** begin Passage **
Q. How client application interacts with the NameNode?

  • Client applications interact using Hadoop HDFS API with the NameNode when it has to locate/add/copy/move/delete a file.
  • The NameNode responds the successful requests by returning a list of relevant DataNode servers where the data is residing.
  • Client can talk directly to a DataNode after the NameNode has given the location of the data

Q. What is a DataNode?

  • A DataNode stores data in the Hadoop File System HDFS is a slave node.
  • On startup, a DataNode connects to the NameNode.
  • DataNode instances can talk to each other mostly during replication.

Q. What is rack-aware replica placement policy?

  • Rack-awareness is used to take a node’s physical location into account while scheduling tasks and allocating storage.
  • Default replication factor is 3 for a data blocks on HDFS.
  • The first two copies are stored on DataNodes located on the same rack while the third copy is stored on a different rack.

Hadoop-training


Q. What is the main purpose of HDFS fsck command?

fsck a utility to check health of the file system, to find missing files, over-replicated, under-replicated and corrupted blocks.

Command for finding the blocks for a file:

$ hadoop fsck <name of file> -files -blocks –racks


Q. What is the purpose of DataNode block scanner?

  • Block scanner runs on every DataNode, which periodically verifies all the blocks stored on the DataNode.
  • If bad blocks are detected it will be fixed before any client reads.

Q. What is the purpose of dfsadmin tool?

  • It is used to find information about the state of HDFS
  • It performs administrative tasks on HDFS
  • Invoked by hadoop dfsadmin command as superuser

Q. What is the command for printing the topology?

It displays a tree of racks and DataNodes attached to the tracks as viewed by the <NameNode>.hdfs dfsadmin -printTopology


Q. What is RAID?

RAID is a way of combining multiple disk drives into a single entity to improve performance and/or reliability. There are a variety of different levels in RAID

For example, In RAID level 1 copy of the same data on two disks increases the read performance by reading alternately from each disk in the mirror.


Q. Does Hadoop requires RAID?

  • In DataNodes storage is not using RAID as redundancy can be achieved by replication between the Nodes.
  • In NameNode’s disk RAID is recommended.
** end Passage **
(Stated problem A)
Answer these from the HDFS notes:
(i) What is the default replication factor for data blocks on HDFS?
(ii) What does a DataNode connect to on startup?
(iii) As what kind of user is the dfsadmin tool invoked?
** begin Data rows **
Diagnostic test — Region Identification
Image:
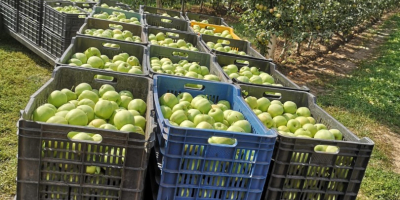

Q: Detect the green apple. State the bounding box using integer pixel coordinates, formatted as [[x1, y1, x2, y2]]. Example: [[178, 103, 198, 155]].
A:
[[296, 107, 311, 117], [128, 99, 147, 116], [283, 101, 297, 114], [65, 108, 89, 126], [159, 93, 179, 109], [196, 121, 214, 129], [287, 119, 301, 133], [75, 83, 92, 96], [268, 102, 284, 117], [47, 90, 68, 108], [329, 129, 343, 140], [231, 120, 251, 133], [169, 110, 188, 124], [314, 129, 335, 140], [94, 100, 115, 119]]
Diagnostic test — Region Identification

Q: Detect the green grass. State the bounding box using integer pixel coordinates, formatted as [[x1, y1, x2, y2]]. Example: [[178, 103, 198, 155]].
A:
[[0, 31, 53, 199], [318, 14, 400, 200]]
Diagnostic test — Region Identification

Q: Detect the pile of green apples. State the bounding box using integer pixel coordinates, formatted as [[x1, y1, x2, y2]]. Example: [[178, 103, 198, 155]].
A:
[[149, 32, 199, 51], [150, 57, 221, 81], [100, 3, 135, 12], [68, 44, 143, 75], [93, 11, 141, 25], [159, 92, 252, 133], [85, 26, 142, 43], [193, 25, 233, 39], [222, 64, 283, 87], [245, 96, 343, 152], [206, 40, 247, 56], [53, 5, 86, 14]]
** end Data rows **
(Stated problem B) Copy the records verbatim from their first line up to and including the line containing "100, 115, 119]]", omitting the picture.

(Final answer A)
(i) 3
(ii) The NameNode
(iii) Superuser

(Final answer B)
Diagnostic test — Region Identification
Image:

Q: Detect the green apple. State the bounding box using integer pixel coordinates, formatted as [[x1, y1, x2, y2]]. Example: [[178, 103, 198, 155]].
A:
[[296, 107, 311, 117], [128, 99, 147, 116], [283, 101, 297, 114], [65, 108, 89, 126], [159, 93, 179, 109], [196, 121, 214, 129], [287, 119, 301, 133], [75, 83, 92, 96], [268, 102, 284, 117], [47, 90, 68, 108], [329, 129, 343, 140], [231, 120, 251, 133], [169, 110, 188, 124], [314, 129, 335, 140], [94, 100, 115, 119]]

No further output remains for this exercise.